Task brief. Give back the line below containing "Practice step: locate the grass verge" and every later line, exactly.
******************************
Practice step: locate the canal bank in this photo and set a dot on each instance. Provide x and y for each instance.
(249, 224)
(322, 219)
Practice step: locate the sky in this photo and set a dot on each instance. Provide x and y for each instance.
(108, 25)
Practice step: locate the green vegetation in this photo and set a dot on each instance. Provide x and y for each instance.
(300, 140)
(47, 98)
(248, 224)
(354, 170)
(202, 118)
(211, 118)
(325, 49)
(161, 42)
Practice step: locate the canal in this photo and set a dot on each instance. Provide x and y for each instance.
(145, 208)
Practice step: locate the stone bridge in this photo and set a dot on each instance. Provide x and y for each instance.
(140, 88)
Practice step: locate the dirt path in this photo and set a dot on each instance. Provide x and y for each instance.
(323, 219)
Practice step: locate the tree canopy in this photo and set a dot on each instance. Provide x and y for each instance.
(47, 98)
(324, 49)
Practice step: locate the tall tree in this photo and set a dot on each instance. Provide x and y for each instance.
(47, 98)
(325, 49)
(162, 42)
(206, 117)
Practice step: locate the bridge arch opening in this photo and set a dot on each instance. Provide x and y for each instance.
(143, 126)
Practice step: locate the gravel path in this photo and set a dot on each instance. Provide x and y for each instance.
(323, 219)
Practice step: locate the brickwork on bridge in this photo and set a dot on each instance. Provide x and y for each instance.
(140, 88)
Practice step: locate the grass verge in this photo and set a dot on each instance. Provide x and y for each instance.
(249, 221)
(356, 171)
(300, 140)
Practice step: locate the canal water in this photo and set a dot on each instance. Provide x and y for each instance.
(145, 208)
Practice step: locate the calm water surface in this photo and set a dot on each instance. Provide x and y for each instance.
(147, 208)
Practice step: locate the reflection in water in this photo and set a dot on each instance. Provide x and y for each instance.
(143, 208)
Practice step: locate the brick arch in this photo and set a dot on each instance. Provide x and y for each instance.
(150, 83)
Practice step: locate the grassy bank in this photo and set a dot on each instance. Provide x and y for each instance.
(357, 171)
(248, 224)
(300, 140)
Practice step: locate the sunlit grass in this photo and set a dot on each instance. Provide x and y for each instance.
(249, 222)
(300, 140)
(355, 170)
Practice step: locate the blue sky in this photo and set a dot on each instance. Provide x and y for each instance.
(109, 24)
******************************
Reply.
Practice step: locate the grass verge in this photo and set a dot on each instance. Provide x and y for each instance.
(249, 221)
(356, 171)
(300, 140)
Practice step: locate the canal water in this photo and set a dot on each instance. Provide x and y for each instance.
(145, 208)
Practice step: locate the calm water surface in this photo and set a dot on each instance. Provide x and y for each instance.
(147, 208)
Practice step: locate the reflection in water in this photo and set a dot on each instance. Provide x and y for each instance.
(143, 208)
Practice step: locate the brick arch in this photo and set a dot on each instance. Provide x and y for each instance.
(150, 83)
Practice step: locate the grassy bank in this photo and set a dot on each instance. Provide x and y for each instance.
(357, 171)
(248, 224)
(300, 140)
Practice step: locate the sunlit grass in this photo and set a dot on each instance. Provide x and y for each instance.
(249, 222)
(300, 140)
(355, 170)
Practice step: locate the blue sky in this photo and set a dot on each instance. Provide x and y for each instance.
(109, 24)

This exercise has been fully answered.